## WHAT THE TASK REQUIRES
Whenever a line in the entries below contains "board", copy that line.

## ENTRIES SHOWN
+ + + + +
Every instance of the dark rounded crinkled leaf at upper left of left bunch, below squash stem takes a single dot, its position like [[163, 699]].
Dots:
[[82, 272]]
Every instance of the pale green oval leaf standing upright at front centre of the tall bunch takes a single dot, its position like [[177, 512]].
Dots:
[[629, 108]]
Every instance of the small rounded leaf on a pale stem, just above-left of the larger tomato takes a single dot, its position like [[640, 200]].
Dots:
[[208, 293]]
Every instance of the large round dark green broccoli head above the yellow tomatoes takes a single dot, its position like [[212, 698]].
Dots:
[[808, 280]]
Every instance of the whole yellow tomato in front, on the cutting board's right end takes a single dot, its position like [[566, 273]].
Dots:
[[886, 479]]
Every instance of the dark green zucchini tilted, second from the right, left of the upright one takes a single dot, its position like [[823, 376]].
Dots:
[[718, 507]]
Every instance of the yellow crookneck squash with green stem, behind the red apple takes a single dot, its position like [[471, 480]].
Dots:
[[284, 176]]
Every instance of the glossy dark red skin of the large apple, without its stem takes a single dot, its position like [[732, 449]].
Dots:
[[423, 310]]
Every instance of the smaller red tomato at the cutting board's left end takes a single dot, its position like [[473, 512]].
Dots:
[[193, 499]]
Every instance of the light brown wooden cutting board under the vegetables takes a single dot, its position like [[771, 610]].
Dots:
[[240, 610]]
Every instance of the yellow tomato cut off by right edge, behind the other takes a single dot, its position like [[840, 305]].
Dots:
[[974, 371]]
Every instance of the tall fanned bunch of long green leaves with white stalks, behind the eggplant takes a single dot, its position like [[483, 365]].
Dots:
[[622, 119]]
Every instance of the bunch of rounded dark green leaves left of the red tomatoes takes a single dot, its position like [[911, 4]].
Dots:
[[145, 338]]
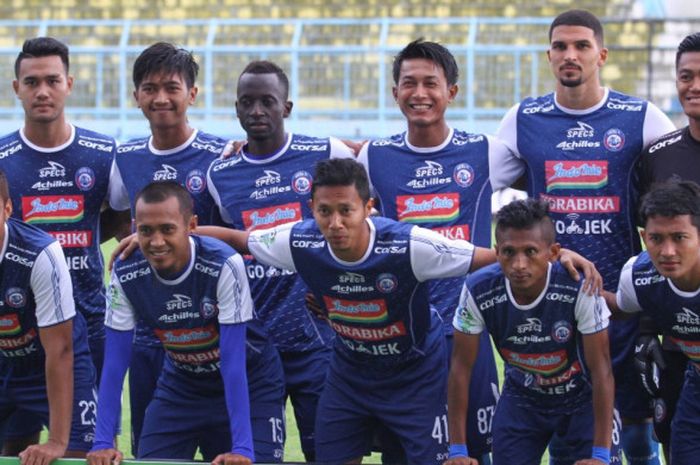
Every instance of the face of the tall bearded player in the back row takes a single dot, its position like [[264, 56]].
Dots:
[[575, 56]]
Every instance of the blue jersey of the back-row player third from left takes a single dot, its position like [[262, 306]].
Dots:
[[256, 193]]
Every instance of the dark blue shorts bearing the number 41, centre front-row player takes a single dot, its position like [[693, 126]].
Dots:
[[409, 400]]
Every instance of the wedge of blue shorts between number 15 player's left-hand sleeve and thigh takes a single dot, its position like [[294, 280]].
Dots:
[[144, 370]]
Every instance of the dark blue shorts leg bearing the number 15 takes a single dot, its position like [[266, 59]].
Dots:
[[267, 402]]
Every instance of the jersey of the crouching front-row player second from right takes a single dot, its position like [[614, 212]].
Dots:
[[540, 342]]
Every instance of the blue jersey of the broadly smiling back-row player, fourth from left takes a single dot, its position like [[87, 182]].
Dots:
[[444, 188]]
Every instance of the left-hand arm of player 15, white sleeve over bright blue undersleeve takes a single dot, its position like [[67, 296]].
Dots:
[[119, 330]]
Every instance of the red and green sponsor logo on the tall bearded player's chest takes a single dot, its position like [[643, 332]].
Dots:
[[576, 174]]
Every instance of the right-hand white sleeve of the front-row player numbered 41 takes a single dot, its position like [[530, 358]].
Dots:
[[434, 256]]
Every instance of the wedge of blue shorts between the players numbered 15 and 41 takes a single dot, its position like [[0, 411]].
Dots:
[[305, 375]]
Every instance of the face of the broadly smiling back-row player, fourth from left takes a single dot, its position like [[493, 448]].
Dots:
[[423, 93]]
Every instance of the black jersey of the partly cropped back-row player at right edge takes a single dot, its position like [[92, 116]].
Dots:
[[673, 156]]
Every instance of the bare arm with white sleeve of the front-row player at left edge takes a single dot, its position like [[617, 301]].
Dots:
[[53, 293]]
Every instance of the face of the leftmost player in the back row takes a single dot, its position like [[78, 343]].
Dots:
[[42, 86]]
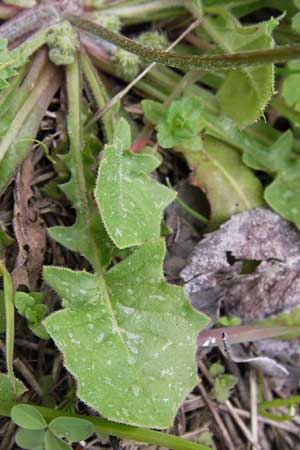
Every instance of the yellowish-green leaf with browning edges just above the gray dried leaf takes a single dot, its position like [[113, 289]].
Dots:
[[229, 185]]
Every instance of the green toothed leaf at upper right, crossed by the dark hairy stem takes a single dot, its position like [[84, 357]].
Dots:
[[246, 91]]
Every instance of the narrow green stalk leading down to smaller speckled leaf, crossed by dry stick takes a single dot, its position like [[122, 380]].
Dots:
[[99, 93]]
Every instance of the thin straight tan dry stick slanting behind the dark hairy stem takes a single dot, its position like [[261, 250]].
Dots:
[[124, 91]]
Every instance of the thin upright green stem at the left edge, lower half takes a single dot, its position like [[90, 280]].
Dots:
[[10, 322]]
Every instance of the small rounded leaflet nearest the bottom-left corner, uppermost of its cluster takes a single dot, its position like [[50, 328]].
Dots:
[[26, 416]]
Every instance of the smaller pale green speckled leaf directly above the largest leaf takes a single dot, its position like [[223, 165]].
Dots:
[[131, 203]]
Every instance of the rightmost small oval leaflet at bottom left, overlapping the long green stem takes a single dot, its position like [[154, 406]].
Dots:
[[72, 429]]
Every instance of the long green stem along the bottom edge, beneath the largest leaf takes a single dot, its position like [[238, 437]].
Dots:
[[120, 430]]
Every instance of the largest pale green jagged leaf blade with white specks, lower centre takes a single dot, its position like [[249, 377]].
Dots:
[[129, 339]]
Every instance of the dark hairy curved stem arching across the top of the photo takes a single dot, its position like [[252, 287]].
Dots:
[[211, 62]]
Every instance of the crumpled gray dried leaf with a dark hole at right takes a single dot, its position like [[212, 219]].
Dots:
[[273, 287]]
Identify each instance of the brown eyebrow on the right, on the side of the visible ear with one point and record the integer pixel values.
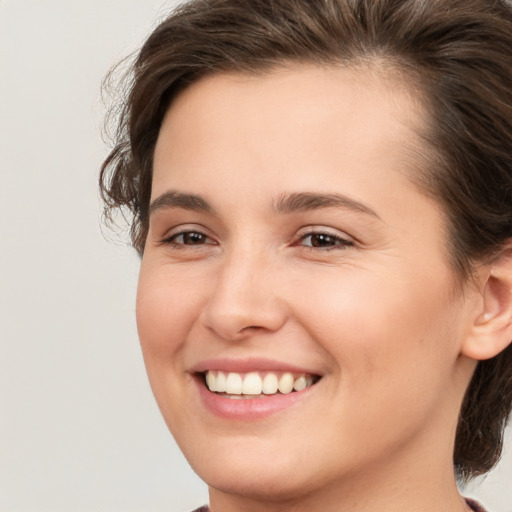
(306, 201)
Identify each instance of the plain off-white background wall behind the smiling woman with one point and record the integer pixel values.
(79, 430)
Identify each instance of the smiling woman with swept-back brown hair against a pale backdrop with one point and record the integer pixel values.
(321, 195)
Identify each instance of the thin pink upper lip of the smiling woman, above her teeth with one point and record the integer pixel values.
(249, 365)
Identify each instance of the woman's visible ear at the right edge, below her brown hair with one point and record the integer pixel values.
(491, 328)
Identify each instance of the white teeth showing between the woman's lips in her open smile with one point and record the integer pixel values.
(256, 384)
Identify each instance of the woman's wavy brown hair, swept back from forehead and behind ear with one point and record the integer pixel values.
(459, 51)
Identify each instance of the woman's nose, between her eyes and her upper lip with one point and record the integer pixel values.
(245, 298)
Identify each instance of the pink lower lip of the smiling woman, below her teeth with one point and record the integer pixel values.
(251, 408)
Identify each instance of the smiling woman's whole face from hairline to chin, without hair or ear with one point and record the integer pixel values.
(288, 243)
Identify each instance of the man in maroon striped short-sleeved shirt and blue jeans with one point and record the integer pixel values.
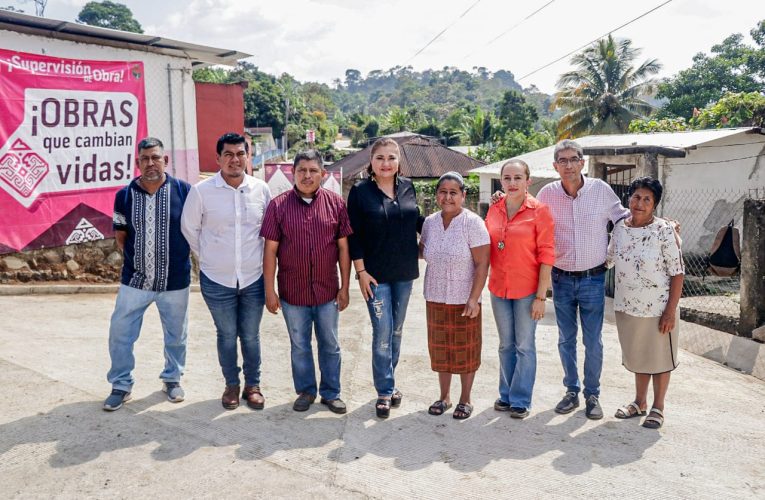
(306, 231)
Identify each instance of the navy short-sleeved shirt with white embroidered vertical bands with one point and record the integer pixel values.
(156, 255)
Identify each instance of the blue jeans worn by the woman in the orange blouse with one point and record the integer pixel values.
(517, 349)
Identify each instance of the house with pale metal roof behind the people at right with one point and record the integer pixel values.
(706, 174)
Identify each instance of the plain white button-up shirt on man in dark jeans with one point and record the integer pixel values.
(222, 225)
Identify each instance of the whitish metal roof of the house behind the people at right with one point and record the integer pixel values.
(540, 161)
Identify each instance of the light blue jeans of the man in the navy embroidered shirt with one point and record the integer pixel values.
(125, 327)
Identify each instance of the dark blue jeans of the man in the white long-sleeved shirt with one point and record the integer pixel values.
(236, 313)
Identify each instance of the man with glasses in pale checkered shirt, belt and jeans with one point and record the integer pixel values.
(582, 208)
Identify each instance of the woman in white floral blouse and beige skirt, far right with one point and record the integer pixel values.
(649, 281)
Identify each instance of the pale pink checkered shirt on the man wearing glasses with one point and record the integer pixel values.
(581, 234)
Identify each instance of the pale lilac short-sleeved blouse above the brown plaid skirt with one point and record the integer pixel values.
(450, 271)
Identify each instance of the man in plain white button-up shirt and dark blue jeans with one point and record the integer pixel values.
(221, 221)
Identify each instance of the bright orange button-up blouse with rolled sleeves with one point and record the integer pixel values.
(519, 246)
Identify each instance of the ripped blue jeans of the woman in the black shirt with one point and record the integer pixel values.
(387, 310)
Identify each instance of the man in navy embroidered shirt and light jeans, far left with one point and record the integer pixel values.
(156, 269)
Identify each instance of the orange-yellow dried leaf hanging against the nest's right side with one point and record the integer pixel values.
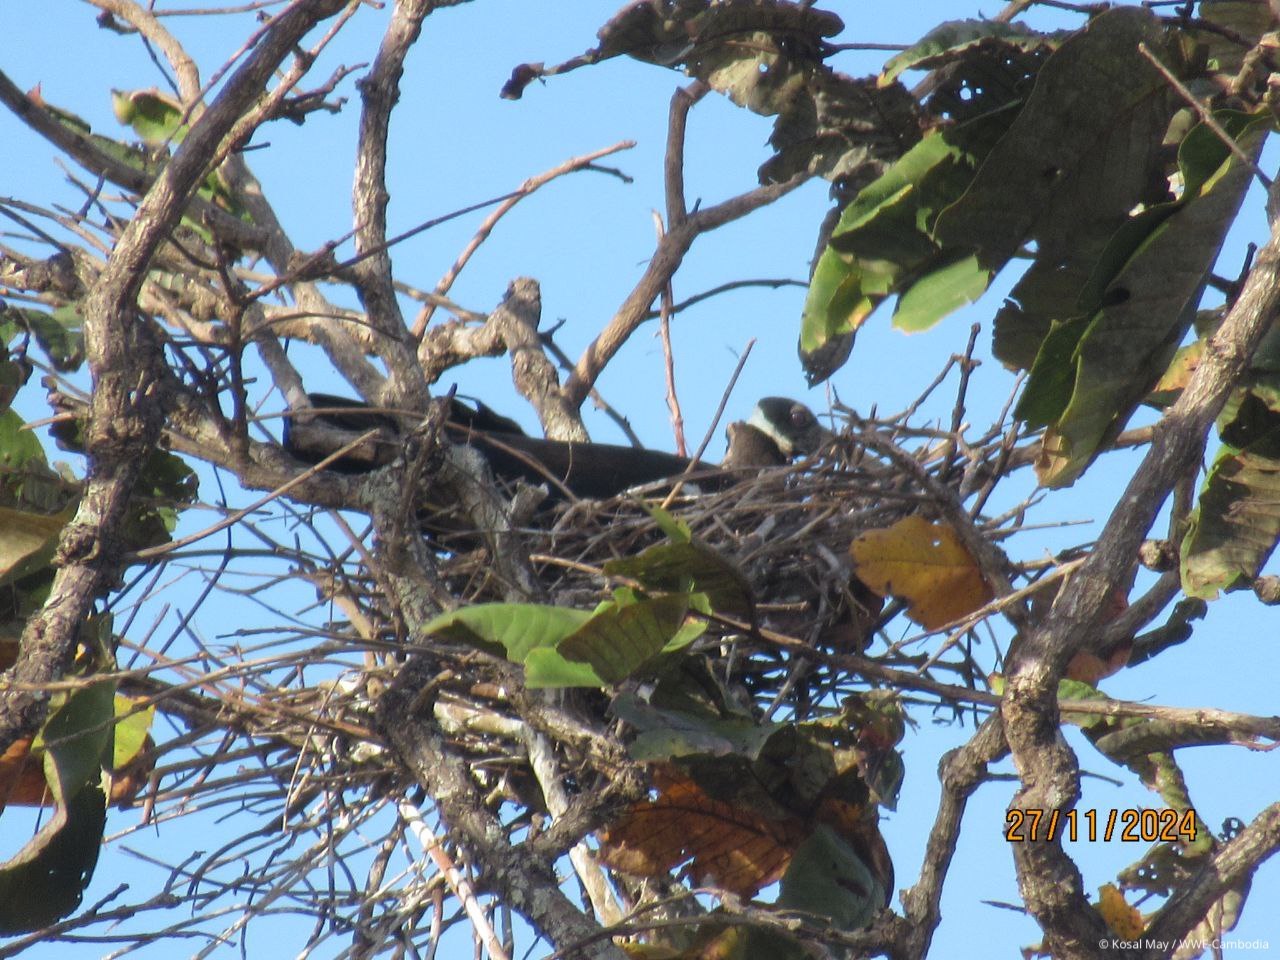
+ + + + +
## ANSWER TO THIS PROBLEM
Every instance of the whole yellow tomato in front, on the cutting board's right end takes a single dot, its position like [[566, 273]].
Every instance of the smaller red tomato at the cutting board's left end takes a single dot, its position like [[473, 512]].
Every instance of the light brown wooden cutting board under the vegetables takes a single dot, its position like [[771, 610]].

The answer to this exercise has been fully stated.